What you should do: Count the lines in the records below that contain the word "target", and reply with only that number.

Extracted data:
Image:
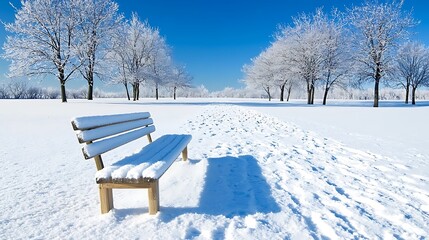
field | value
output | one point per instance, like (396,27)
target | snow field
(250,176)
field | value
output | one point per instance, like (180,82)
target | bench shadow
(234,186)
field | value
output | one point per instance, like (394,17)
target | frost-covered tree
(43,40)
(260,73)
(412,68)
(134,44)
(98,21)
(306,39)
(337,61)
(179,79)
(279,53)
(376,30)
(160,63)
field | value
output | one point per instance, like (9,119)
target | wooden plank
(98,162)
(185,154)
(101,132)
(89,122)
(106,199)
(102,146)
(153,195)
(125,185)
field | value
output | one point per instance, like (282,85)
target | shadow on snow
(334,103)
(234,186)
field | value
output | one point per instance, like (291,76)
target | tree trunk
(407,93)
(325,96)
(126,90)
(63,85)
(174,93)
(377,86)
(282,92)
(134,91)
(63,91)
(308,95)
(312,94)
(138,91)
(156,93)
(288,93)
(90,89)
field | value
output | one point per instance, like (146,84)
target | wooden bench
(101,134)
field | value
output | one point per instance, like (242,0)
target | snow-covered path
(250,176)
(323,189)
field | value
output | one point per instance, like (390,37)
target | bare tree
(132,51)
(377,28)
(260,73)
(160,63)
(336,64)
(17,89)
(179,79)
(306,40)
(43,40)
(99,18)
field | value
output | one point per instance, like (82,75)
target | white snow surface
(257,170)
---
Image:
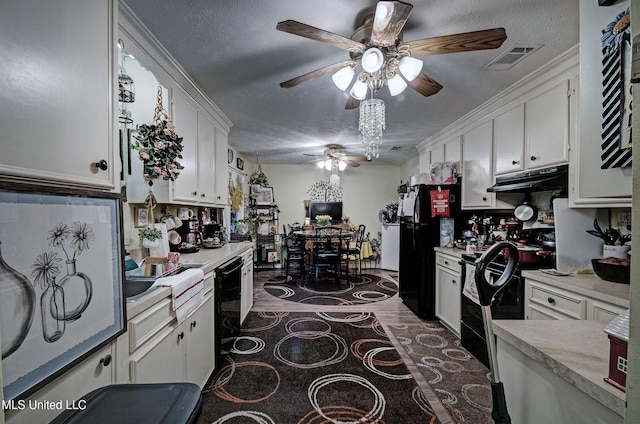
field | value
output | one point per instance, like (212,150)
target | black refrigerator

Right answer: 11